To do: A picture should never appear in your copy. Transcribe the listing exactly from its first line through the line with "positive clicks: (179, 862)", both ends included.

Recorded data:
((

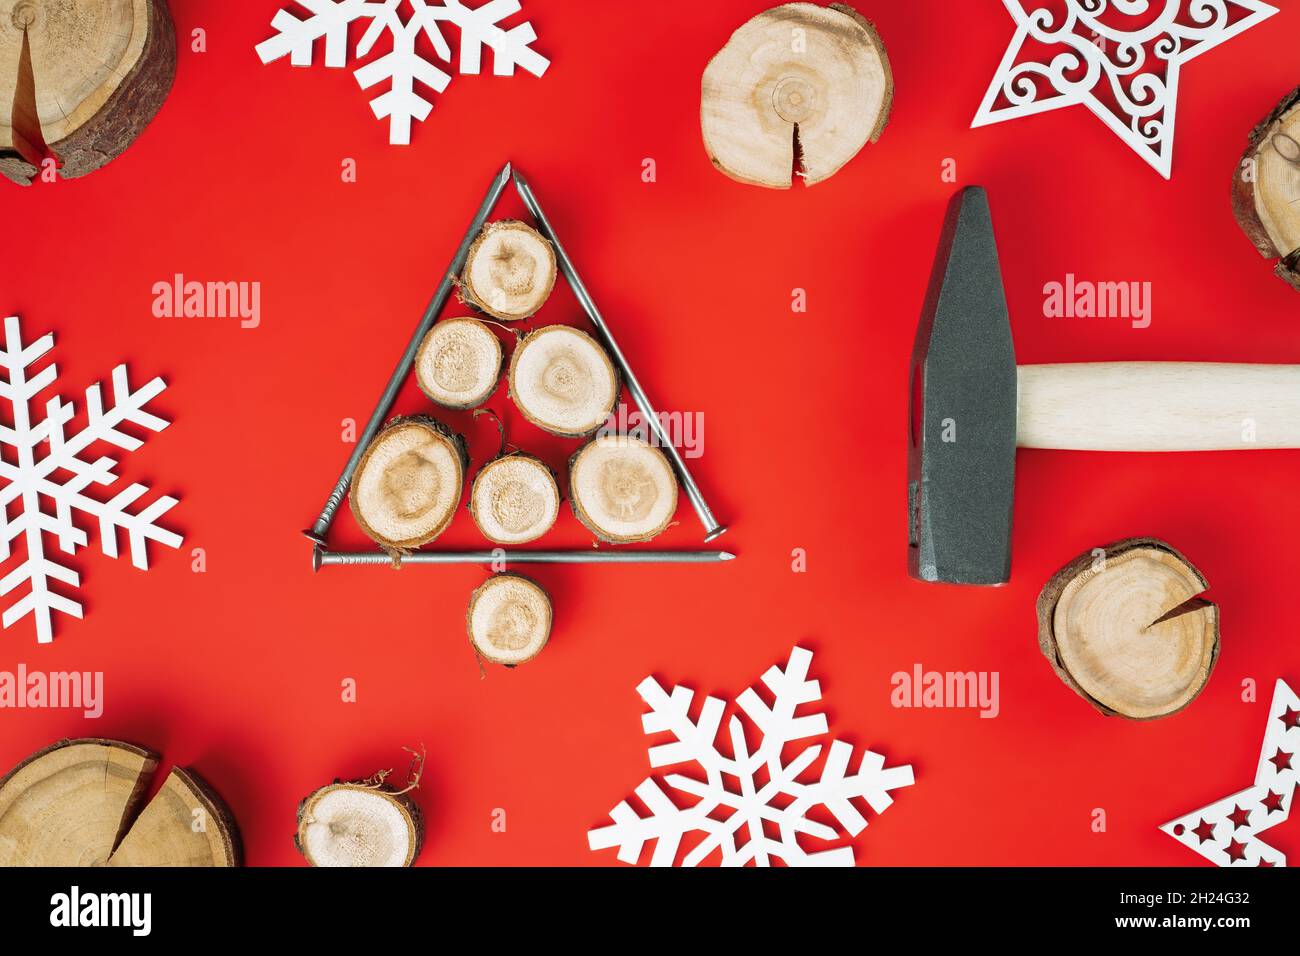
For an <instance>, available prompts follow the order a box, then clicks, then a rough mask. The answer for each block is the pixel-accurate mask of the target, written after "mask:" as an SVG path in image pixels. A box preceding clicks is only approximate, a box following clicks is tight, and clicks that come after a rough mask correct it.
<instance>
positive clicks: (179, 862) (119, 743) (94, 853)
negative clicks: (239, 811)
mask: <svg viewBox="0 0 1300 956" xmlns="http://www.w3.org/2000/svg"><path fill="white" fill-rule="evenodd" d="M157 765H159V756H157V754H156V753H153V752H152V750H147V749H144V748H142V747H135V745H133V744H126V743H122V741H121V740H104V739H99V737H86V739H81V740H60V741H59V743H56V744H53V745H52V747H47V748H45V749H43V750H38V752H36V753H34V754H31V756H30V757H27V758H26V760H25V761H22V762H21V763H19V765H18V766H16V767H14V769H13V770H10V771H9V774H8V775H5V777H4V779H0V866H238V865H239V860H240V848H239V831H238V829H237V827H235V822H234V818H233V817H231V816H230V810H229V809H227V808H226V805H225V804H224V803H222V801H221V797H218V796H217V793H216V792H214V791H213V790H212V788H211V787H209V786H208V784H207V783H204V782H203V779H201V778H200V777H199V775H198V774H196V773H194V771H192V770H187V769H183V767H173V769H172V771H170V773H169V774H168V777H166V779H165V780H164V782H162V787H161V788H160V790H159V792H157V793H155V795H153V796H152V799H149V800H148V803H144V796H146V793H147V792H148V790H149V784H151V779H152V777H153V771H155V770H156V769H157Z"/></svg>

))

Written response:
For an <instance>, available prompts follow the order a box, then clicks, then a rough mask. The answer for each block is the pixel-accurate mask of the target, written after "mask:" as an SVG path in image pixels. A box preceding clicks is only approximate, a box following clicks is tight, and clicks that come after a rough mask correct it.
<instance>
positive clicks: (179, 862) (119, 743) (94, 853)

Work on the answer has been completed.